Nuestra existencia en el planeta es mínima, y nuestra fase destructiva aún más. Tal vez llevemos mil o dos mil años de desequilibrio frente a tres millones de años de existencia complementaria y simbiótica.

El universo comenzó hace unos 15.000 millones de años. Nuestra galaxia, la Vía Láctea, se formó hace 13.500 millones. Es apenas una entre dos billones de galaxias conocidas. De explosiones, colapsos y concentraciones de polvo cósmico se formó nuestro nicho ecológico. Y evolucionamos con él.

Desde una visión antropocéntrica, creemos que podemos destruir el planeta. Pero no. No lo lograremos. No tenemos la capacidad. Ni por un asunto de escalas ni por nuestra propia fragilidad.

Somos la especie más vulnerable del planeta. Para compensar esa fragilidad, hemos creado un sistema basado en la competencia y la acumulación, contrario a los ciclos de la vida, que se rige por la complementariedad, la cooperación y la interacción. Tal vez nuestra misión cósmica sea devolver el planeta a un estado preexistente, o reducirlo a polvo estelar y reintegrarnos como luz al Sol. Volver, en esencia, al polvo de estrellas del que venimos.

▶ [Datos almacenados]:

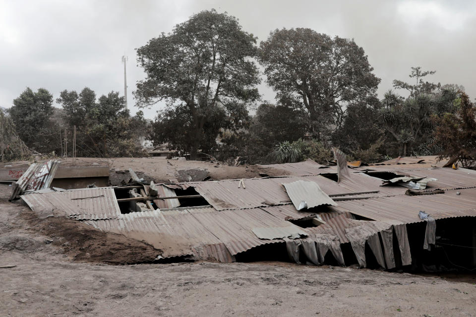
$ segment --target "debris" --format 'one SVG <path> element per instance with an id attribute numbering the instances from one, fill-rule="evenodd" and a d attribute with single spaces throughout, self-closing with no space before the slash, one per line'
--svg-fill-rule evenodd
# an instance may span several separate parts
<path id="1" fill-rule="evenodd" d="M 244 180 L 242 178 L 239 180 L 239 182 L 238 183 L 238 188 L 239 188 L 239 187 L 242 185 L 243 185 L 243 189 L 246 189 L 246 187 L 244 186 Z"/>
<path id="2" fill-rule="evenodd" d="M 413 189 L 407 189 L 405 192 L 405 195 L 409 196 L 415 196 L 422 195 L 434 195 L 435 194 L 444 194 L 445 191 L 442 189 L 435 189 L 433 190 L 425 190 L 423 192 L 419 192 Z M 457 192 L 456 195 L 458 195 Z"/>
<path id="3" fill-rule="evenodd" d="M 201 181 L 210 177 L 208 170 L 202 167 L 179 169 L 177 173 L 179 182 Z"/>
<path id="4" fill-rule="evenodd" d="M 414 176 L 401 176 L 395 177 L 388 180 L 384 180 L 381 186 L 396 183 L 401 186 L 411 188 L 412 189 L 424 189 L 428 182 L 436 181 L 436 178 L 423 177 L 416 177 Z"/>
<path id="5" fill-rule="evenodd" d="M 298 210 L 312 208 L 321 205 L 337 205 L 315 182 L 298 180 L 284 183 L 283 185 Z"/>
<path id="6" fill-rule="evenodd" d="M 135 173 L 135 172 L 134 172 L 132 168 L 129 169 L 129 173 L 130 174 L 130 177 L 132 177 L 132 180 L 134 181 L 134 182 L 137 184 L 143 183 L 143 182 L 144 181 L 144 179 L 142 178 L 141 179 L 142 180 L 141 180 L 141 179 L 139 178 L 139 177 L 137 176 L 137 175 Z"/>
<path id="7" fill-rule="evenodd" d="M 23 191 L 49 188 L 60 163 L 59 160 L 52 159 L 44 163 L 32 164 L 18 180 L 12 184 L 9 200 L 15 199 Z"/>

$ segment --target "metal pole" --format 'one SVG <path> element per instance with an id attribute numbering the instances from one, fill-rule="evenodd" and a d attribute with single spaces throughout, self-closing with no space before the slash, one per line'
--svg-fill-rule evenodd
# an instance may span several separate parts
<path id="1" fill-rule="evenodd" d="M 73 157 L 76 158 L 76 126 L 73 127 Z"/>
<path id="2" fill-rule="evenodd" d="M 122 55 L 122 62 L 124 63 L 124 101 L 125 102 L 125 107 L 127 107 L 127 80 L 125 73 L 125 62 L 127 60 L 127 56 Z"/>
<path id="3" fill-rule="evenodd" d="M 68 130 L 64 129 L 64 157 L 68 157 Z"/>

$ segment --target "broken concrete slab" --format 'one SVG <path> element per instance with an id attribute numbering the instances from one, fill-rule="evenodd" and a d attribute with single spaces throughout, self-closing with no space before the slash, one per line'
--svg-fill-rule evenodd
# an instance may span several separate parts
<path id="1" fill-rule="evenodd" d="M 195 182 L 205 180 L 210 177 L 210 172 L 206 168 L 186 168 L 177 170 L 179 182 Z"/>

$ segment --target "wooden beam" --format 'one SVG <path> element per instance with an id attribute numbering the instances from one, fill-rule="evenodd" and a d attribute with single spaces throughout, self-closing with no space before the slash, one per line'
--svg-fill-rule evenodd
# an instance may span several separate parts
<path id="1" fill-rule="evenodd" d="M 154 200 L 155 199 L 186 199 L 188 198 L 200 198 L 201 195 L 189 195 L 184 196 L 173 196 L 171 197 L 157 197 L 148 196 L 146 197 L 132 197 L 132 198 L 120 198 L 118 199 L 118 203 L 123 202 L 141 201 L 145 200 Z"/>
<path id="2" fill-rule="evenodd" d="M 361 194 L 372 194 L 373 193 L 378 193 L 380 191 L 372 190 L 369 192 L 357 192 L 356 193 L 345 193 L 344 194 L 331 194 L 328 195 L 329 197 L 337 197 L 338 196 L 348 196 L 353 195 L 360 195 Z"/>
<path id="3" fill-rule="evenodd" d="M 144 190 L 143 188 L 140 189 L 140 194 L 144 197 L 147 197 L 147 194 L 145 193 L 145 191 Z M 154 210 L 154 207 L 152 207 L 152 204 L 151 203 L 150 200 L 145 201 L 145 205 L 147 205 L 147 208 L 149 209 L 152 209 L 152 210 Z"/>
<path id="4" fill-rule="evenodd" d="M 314 217 L 312 218 L 312 223 L 316 225 L 316 226 L 319 226 L 321 224 L 324 224 L 326 222 L 322 220 L 322 219 L 319 219 L 317 217 Z"/>
<path id="5" fill-rule="evenodd" d="M 118 189 L 134 189 L 134 188 L 137 188 L 137 189 L 138 189 L 138 188 L 144 188 L 143 186 L 139 186 L 139 185 L 130 186 L 121 186 L 121 186 L 117 186 L 117 187 L 113 187 L 113 188 L 114 188 L 114 189 L 116 189 L 116 190 L 118 190 Z"/>

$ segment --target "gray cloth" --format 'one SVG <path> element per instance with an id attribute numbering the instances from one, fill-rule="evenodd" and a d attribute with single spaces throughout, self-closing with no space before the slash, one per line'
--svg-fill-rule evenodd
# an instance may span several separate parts
<path id="1" fill-rule="evenodd" d="M 393 254 L 393 227 L 390 226 L 387 229 L 381 230 L 380 235 L 383 243 L 387 268 L 394 268 L 395 267 L 395 257 Z"/>
<path id="2" fill-rule="evenodd" d="M 344 256 L 341 249 L 341 242 L 337 236 L 328 234 L 316 235 L 316 250 L 319 262 L 324 263 L 324 257 L 329 250 L 340 265 L 344 265 Z"/>
<path id="3" fill-rule="evenodd" d="M 301 245 L 300 240 L 289 238 L 285 238 L 283 240 L 286 242 L 286 250 L 288 250 L 288 255 L 290 259 L 298 264 L 300 264 L 299 262 L 299 246 Z"/>
<path id="4" fill-rule="evenodd" d="M 357 262 L 360 267 L 366 267 L 365 241 L 367 237 L 375 233 L 371 231 L 368 225 L 361 225 L 345 229 L 346 235 L 351 242 L 351 246 L 354 251 Z"/>
<path id="5" fill-rule="evenodd" d="M 385 261 L 383 259 L 383 253 L 382 252 L 382 247 L 380 246 L 380 239 L 378 238 L 378 233 L 370 236 L 367 239 L 367 243 L 368 243 L 370 250 L 373 255 L 375 256 L 375 259 L 377 259 L 377 263 L 378 264 L 385 268 Z"/>
<path id="6" fill-rule="evenodd" d="M 394 224 L 393 228 L 395 230 L 397 240 L 398 240 L 398 248 L 400 250 L 402 265 L 410 265 L 412 264 L 412 254 L 410 252 L 410 245 L 408 242 L 407 225 Z"/>
<path id="7" fill-rule="evenodd" d="M 426 230 L 425 230 L 425 242 L 423 244 L 423 248 L 429 250 L 431 249 L 429 245 L 434 245 L 436 240 L 436 222 L 429 216 L 424 219 L 426 221 Z"/>
<path id="8" fill-rule="evenodd" d="M 315 242 L 309 238 L 302 239 L 301 239 L 301 248 L 309 262 L 316 265 L 321 264 L 322 263 L 319 262 L 317 257 Z"/>

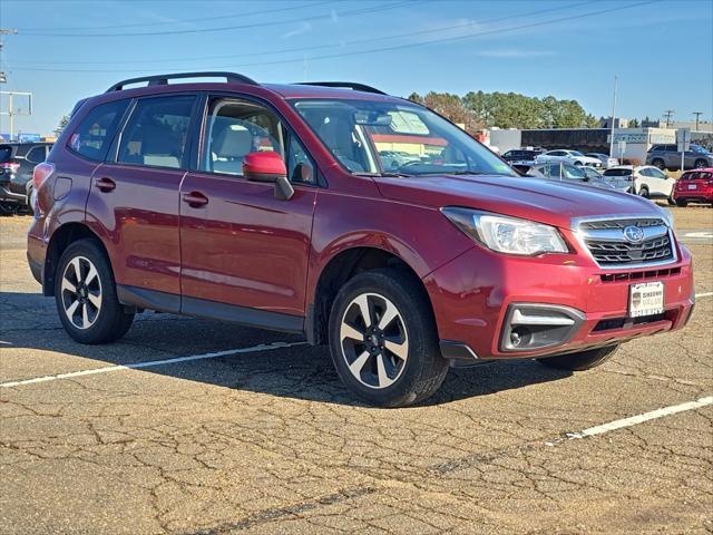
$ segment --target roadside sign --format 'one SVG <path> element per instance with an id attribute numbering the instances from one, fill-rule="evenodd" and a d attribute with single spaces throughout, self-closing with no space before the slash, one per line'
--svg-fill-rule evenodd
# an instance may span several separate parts
<path id="1" fill-rule="evenodd" d="M 680 153 L 691 150 L 691 128 L 678 128 L 676 130 L 676 143 L 678 144 Z"/>

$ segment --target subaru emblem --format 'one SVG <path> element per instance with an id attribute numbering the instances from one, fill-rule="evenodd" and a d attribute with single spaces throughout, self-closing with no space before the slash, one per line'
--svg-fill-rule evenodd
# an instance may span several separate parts
<path id="1" fill-rule="evenodd" d="M 631 243 L 642 243 L 644 241 L 644 231 L 638 226 L 629 225 L 624 228 L 624 237 Z"/>

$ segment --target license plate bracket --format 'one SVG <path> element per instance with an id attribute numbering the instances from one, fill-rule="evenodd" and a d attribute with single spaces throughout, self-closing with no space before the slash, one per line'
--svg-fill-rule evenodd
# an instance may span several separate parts
<path id="1" fill-rule="evenodd" d="M 664 311 L 664 283 L 639 282 L 628 286 L 628 317 L 643 318 Z"/>

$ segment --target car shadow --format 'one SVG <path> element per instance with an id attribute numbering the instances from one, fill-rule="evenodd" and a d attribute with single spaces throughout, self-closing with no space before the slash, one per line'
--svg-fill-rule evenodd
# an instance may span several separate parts
<path id="1" fill-rule="evenodd" d="M 82 346 L 61 328 L 51 298 L 0 292 L 0 314 L 3 318 L 0 348 L 23 350 L 4 351 L 1 382 L 284 342 L 291 346 L 141 367 L 137 371 L 282 398 L 367 407 L 340 381 L 329 349 L 307 346 L 297 335 L 145 312 L 136 317 L 121 340 L 106 346 Z M 66 358 L 58 358 L 57 353 Z M 527 388 L 569 374 L 531 360 L 451 369 L 441 389 L 419 406 Z"/>

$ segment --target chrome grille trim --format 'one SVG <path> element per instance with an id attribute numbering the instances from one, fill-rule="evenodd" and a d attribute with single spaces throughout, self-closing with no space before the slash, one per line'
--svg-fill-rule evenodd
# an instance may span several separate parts
<path id="1" fill-rule="evenodd" d="M 643 231 L 639 243 L 624 237 L 627 226 L 638 226 Z M 673 231 L 661 217 L 583 217 L 573 220 L 572 228 L 583 249 L 605 270 L 649 269 L 678 260 Z"/>

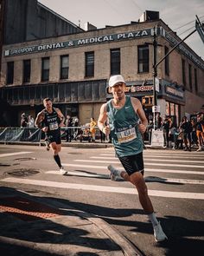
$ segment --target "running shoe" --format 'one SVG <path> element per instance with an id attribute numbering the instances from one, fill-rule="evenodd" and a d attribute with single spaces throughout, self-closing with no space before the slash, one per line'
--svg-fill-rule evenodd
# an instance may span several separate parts
<path id="1" fill-rule="evenodd" d="M 45 141 L 45 147 L 46 147 L 46 150 L 49 151 L 50 146 L 49 146 L 49 143 L 48 141 Z"/>
<path id="2" fill-rule="evenodd" d="M 63 168 L 63 167 L 61 167 L 60 168 L 60 174 L 61 174 L 61 175 L 65 175 L 65 174 L 67 174 L 67 171 L 66 171 L 66 170 Z"/>
<path id="3" fill-rule="evenodd" d="M 158 223 L 156 226 L 154 226 L 154 236 L 155 236 L 155 240 L 156 242 L 162 242 L 165 240 L 168 240 L 167 236 L 163 231 L 163 228 L 160 223 Z"/>
<path id="4" fill-rule="evenodd" d="M 108 170 L 111 172 L 110 178 L 112 181 L 116 181 L 118 179 L 121 178 L 121 171 L 115 169 L 112 165 L 108 166 Z"/>

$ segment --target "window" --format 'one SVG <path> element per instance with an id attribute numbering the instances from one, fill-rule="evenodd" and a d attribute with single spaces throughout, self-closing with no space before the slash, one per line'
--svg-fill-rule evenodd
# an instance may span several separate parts
<path id="1" fill-rule="evenodd" d="M 120 49 L 111 49 L 111 75 L 120 74 Z"/>
<path id="2" fill-rule="evenodd" d="M 61 79 L 68 78 L 68 56 L 61 56 Z"/>
<path id="3" fill-rule="evenodd" d="M 14 62 L 7 62 L 6 83 L 12 84 L 14 82 Z"/>
<path id="4" fill-rule="evenodd" d="M 41 82 L 49 80 L 49 58 L 41 59 Z"/>
<path id="5" fill-rule="evenodd" d="M 149 72 L 149 46 L 138 46 L 138 73 Z"/>
<path id="6" fill-rule="evenodd" d="M 24 60 L 23 61 L 23 82 L 30 82 L 30 60 Z"/>
<path id="7" fill-rule="evenodd" d="M 85 58 L 85 76 L 94 76 L 94 52 L 86 52 Z"/>
<path id="8" fill-rule="evenodd" d="M 198 92 L 198 77 L 197 77 L 197 69 L 194 69 L 194 89 L 195 92 Z"/>
<path id="9" fill-rule="evenodd" d="M 192 91 L 192 74 L 191 74 L 192 66 L 188 65 L 188 78 L 189 78 L 189 89 Z"/>
<path id="10" fill-rule="evenodd" d="M 182 59 L 182 83 L 183 85 L 186 87 L 186 72 L 185 72 L 185 69 L 186 69 L 186 65 L 185 65 L 185 61 Z"/>
<path id="11" fill-rule="evenodd" d="M 164 54 L 165 56 L 169 53 L 169 48 L 165 46 Z M 165 58 L 165 74 L 169 75 L 169 56 Z"/>

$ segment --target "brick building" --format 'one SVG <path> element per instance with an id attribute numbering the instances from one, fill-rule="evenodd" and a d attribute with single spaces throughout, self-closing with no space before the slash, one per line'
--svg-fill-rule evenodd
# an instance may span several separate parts
<path id="1" fill-rule="evenodd" d="M 97 119 L 112 96 L 106 85 L 115 74 L 124 75 L 127 94 L 138 97 L 150 117 L 154 32 L 161 45 L 157 61 L 181 39 L 151 11 L 130 24 L 88 29 L 3 44 L 0 98 L 7 123 L 17 125 L 22 112 L 35 116 L 44 97 L 81 124 Z M 204 62 L 185 43 L 157 67 L 157 78 L 162 115 L 175 116 L 178 123 L 183 115 L 202 110 Z"/>

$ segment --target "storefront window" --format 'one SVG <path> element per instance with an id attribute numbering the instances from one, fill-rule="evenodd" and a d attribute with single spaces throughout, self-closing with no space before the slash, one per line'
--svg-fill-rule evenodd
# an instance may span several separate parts
<path id="1" fill-rule="evenodd" d="M 179 105 L 175 104 L 175 118 L 176 118 L 176 125 L 179 125 Z"/>
<path id="2" fill-rule="evenodd" d="M 166 115 L 170 115 L 170 102 L 166 102 Z"/>
<path id="3" fill-rule="evenodd" d="M 175 115 L 175 103 L 170 102 L 170 115 Z"/>

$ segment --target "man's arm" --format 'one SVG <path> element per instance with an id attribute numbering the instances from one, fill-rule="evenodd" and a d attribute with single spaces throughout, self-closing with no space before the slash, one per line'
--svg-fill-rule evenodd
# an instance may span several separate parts
<path id="1" fill-rule="evenodd" d="M 107 120 L 106 103 L 105 103 L 100 108 L 100 114 L 98 119 L 98 127 L 105 135 L 107 135 L 110 134 L 110 128 L 109 126 L 105 126 L 105 121 L 106 120 Z"/>
<path id="2" fill-rule="evenodd" d="M 59 108 L 55 108 L 56 112 L 57 112 L 57 115 L 58 116 L 61 118 L 61 123 L 59 124 L 60 127 L 64 127 L 65 124 L 65 116 L 61 112 L 61 109 Z"/>
<path id="3" fill-rule="evenodd" d="M 42 111 L 39 112 L 35 121 L 35 126 L 41 129 L 42 128 L 41 121 L 44 120 L 44 118 L 45 118 L 45 115 L 43 112 Z"/>
<path id="4" fill-rule="evenodd" d="M 137 113 L 139 119 L 141 120 L 141 122 L 138 124 L 138 129 L 142 134 L 143 134 L 146 131 L 148 121 L 147 121 L 145 113 L 143 109 L 143 106 L 138 99 L 133 98 L 133 97 L 131 98 L 131 103 L 132 103 L 133 108 L 135 109 L 135 112 Z"/>

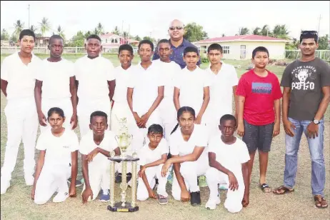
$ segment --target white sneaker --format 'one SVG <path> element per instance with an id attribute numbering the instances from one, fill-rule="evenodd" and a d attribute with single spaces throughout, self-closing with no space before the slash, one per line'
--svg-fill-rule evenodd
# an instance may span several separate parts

▶ [Aplica lo leído]:
A) Devuelve sin cambios todo el pasaje sobre nuestro lugar en el cosmos desde "Nuestra existencia en" hasta "nuestra propia fragilidad.".
B) Enumera los procesos de los que, según el pasaje sobre nuestro lugar en el cosmos, se formó nuestro nicho ecológico.
C) Prolonga el pasaje sobre nuestro lugar en el cosmos a partir de su última frase.
Las filas no hacen falta para resolver nada de esto.

▶ [Respuestas por tarea]:
A)
Nuestra existencia en el planeta es mínima, y nuestra fase destructiva aún más. Tal vez llevemos mil o dos mil años de desequilibrio frente a tres millones de años de existencia complementaria y simbiótica.

El universo comenzó hace unos 15.000 millones de años. Nuestra galaxia, la Vía Láctea, se formó hace 13.500 millones. Es apenas una entre dos billones de galaxias conocidas. De explosiones, colapsos y concentraciones de polvo cósmico se formó nuestro nicho ecológico. Y evolucionamos con él.

Desde una visión antropocéntrica, creemos que podemos destruir el planeta. Pero no. No lo lograremos. No tenemos la capacidad. Ni por un asunto de escalas ni por nuestra propia fragilidad.

B)
Explosiones
Colapsos
Concentraciones de polvo cósmico

C)
.Incluso si explotaran simultáneamente las 20.000 armas nucleares del mundo y el planeta se oscureciera y enfriara por siglos, mientras haya calor en el núcleo de la Tierra, habrá vida. Habrá útero. Habrá placenta. Allí estarán las bacterias. Las que sobrevivieron a bombas, antibióticos y agroquímicos como los de Monsanto-Bayer. La vida podría persistir a partir de una sola bacteria. Quizá algún día volvamos a ser bacterias… o virus… o alguna otra forma radicalmente distinta.

Nos cuesta pensar en escalas grandes, inconmensurables. Perdimos la capacidad de comunicarnos con el cosmos. Por eso también nos cuesta imaginar otras formas de economía, de vida, de existencia. Como cuando los cartógrafos europeos dibujaban dragones en los márgenes de los mapas para señalar el fin del mundo: así también hoy nos cuesta imaginar lo que está más allá del capital.

Recuerdo una mañana de 2005, desayunando junto al río Pacuare, a la altura de Siquirres, en el Caribe costarricense. El sindicalista y ecologista Carlos Arguedas, con los ojos húmedos, me dijo:

—¿Sabés por qué defiendo este río? Este río me devolvió la humanidad y la esperanza.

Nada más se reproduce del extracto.